• _Instructions for the task_:
Recast the data below as a Markdown table with the columns Row and Data line, covering only the lines starting at the one containing "ceiling in the picture above?" and ending at the one containing "concrete wall in the picture above?", both included. Leave out blank lines.

• _Entries_:
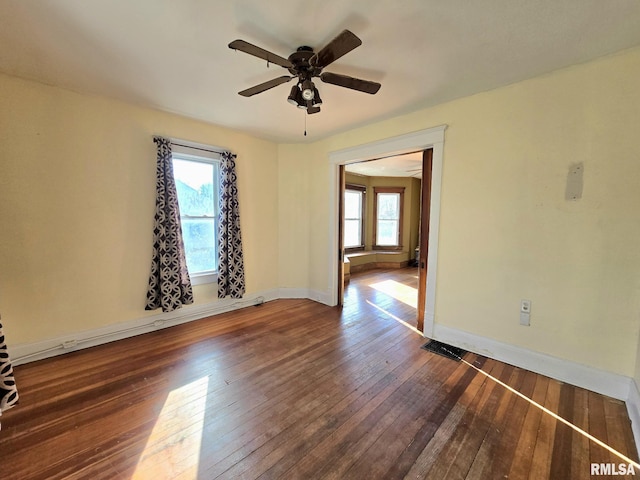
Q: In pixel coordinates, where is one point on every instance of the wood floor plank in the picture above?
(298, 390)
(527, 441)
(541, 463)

---

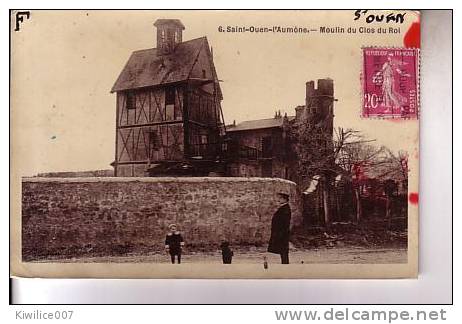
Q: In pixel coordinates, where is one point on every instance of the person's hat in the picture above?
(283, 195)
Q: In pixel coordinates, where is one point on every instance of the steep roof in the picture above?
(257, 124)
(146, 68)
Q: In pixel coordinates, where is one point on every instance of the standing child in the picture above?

...

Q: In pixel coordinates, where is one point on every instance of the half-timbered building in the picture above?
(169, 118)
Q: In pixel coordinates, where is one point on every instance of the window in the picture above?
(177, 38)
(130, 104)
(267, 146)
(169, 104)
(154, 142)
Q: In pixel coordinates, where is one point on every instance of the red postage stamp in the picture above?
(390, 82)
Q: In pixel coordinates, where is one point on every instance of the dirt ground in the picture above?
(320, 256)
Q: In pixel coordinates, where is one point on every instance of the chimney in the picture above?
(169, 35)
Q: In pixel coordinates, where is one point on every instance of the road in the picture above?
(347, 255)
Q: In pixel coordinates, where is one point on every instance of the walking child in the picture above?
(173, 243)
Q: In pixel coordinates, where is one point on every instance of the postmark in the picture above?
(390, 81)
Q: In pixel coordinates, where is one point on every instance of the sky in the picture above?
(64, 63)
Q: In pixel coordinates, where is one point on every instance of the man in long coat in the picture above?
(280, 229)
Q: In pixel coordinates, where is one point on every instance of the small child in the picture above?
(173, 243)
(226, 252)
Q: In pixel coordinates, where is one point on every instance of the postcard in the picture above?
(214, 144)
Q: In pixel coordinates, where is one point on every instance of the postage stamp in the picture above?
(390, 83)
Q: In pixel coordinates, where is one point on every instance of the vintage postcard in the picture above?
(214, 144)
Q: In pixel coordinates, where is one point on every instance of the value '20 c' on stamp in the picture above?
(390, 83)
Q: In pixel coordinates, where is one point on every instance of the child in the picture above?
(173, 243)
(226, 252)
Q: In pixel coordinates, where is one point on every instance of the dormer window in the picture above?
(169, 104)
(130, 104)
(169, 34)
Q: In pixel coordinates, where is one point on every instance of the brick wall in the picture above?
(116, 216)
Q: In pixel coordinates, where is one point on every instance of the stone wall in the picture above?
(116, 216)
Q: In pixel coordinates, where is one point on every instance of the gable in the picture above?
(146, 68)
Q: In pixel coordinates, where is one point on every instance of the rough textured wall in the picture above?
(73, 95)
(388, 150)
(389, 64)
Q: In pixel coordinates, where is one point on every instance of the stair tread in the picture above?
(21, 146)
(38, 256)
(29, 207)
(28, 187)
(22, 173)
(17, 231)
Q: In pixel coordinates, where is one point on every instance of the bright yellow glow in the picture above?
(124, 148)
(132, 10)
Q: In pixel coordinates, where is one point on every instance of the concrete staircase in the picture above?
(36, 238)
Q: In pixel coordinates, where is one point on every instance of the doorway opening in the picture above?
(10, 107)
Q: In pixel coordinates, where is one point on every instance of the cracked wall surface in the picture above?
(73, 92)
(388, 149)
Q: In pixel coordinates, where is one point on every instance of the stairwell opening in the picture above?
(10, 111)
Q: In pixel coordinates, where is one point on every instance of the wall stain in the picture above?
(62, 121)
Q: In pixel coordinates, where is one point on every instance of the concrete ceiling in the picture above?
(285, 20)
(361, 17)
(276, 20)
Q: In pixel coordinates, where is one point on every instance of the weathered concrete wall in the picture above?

• _Result for this task_:
| Row | Data line |
|---|---|
| 1 | Q: In pixel coordinates, where is one point on every instance of the concrete ceiling in the picture above? |
| 2 | (285, 20) |
| 3 | (361, 17) |
| 4 | (276, 20) |
| 5 | Q: In pixel coordinates, where is one point on every instance of the weathered concrete wall in the picture above? |